_SET TASK:_ Reproduce, word for word, the stretch of the SkyStriker review below from "The SkyStriker was" through "SkyStriker, as well.".

REVIEW: G.I. JOE SKYSTRIKER XP-21F COMBAT JET
First introduced in 1983, the SkyStriker XP-14F Combat Jet was the first airplane to make its way into the G.I. Joe line, and was easily the largest vehicle to date, and would remain so for a couple of years. 1984's WHALE Hovercraft would come close, but it would really take the USS Flagg Aircraft Carrier -- ironically enough -- to finally dwarf the SkyStriker.
Now, I'm not saying there aren't other cool planes in the G.I. Joe line. Certainly there are. The Cobra Rattler is well-regarded, as is the Cobra Night Raven, the Conquest X-30, and others. Heck, I've found that the USS Flagg Aircraft Carrier looks better with several Storm Eagles set up on its deck. The SkyStriker is just a little too big for the Carrier, appearance-wise.
But ultimately, the single best-known airplane in the G.I. Joe's retinue of amazing vehicles is most certainly the SkyStriker. And given its size, and modern toy prices and retailer shelf-space considerations, I don't think anyone really expected it to return.
The SkyStriker was released in 1983, and hung around for a couple of years. I will never forget seeing well over a hundred (yes, I counted them) SkyStrikers lining the entire top shelf of a local retailer's action figure aisle around the Christmas season in 1985. By December 26, every last one of them had sold. They were all gone, and that was the last year for the SkyStriker, as well.

_DATASET EXCERPTS:_

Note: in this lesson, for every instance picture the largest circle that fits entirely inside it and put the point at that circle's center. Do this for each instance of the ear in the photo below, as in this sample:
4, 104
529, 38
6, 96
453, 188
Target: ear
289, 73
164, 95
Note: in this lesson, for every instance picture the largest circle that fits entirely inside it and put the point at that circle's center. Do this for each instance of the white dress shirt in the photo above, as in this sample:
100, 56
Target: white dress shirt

_EXERCISE SOLUTION:_
The SkyStriker was released in 1983, and hung around for a couple of years. I will never forget seeing well over a hundred (yes, I counted them) SkyStrikers lining the entire top shelf of a local retailer's action figure aisle around the Christmas season in 1985. By December 26, every last one of them had sold. They were all gone, and that was the last year for the SkyStriker, as well.